(INSTRUCTION) Reproduce every row below verbatim, keeping each line as it appears.

(Pointing entries for labeled objects)
.....
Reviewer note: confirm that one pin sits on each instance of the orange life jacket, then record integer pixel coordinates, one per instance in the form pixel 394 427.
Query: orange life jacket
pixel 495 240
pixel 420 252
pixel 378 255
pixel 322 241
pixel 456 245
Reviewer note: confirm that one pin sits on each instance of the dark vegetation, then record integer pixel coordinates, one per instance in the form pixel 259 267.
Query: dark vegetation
.....
(RIGHT ANSWER)
Reviewer note: confirm that one pin sits on each instance of the orange life jacket, then record integer pixel coordinates, one per instance in the form pixel 394 427.
Query: orange life jacket
pixel 495 240
pixel 420 252
pixel 378 255
pixel 322 241
pixel 456 245
Reviewer note: confirm that one pin sits on each instance of the dark vegetation, then record integer pixel coordinates, one per instance in the form pixel 259 267.
Query: dark vegetation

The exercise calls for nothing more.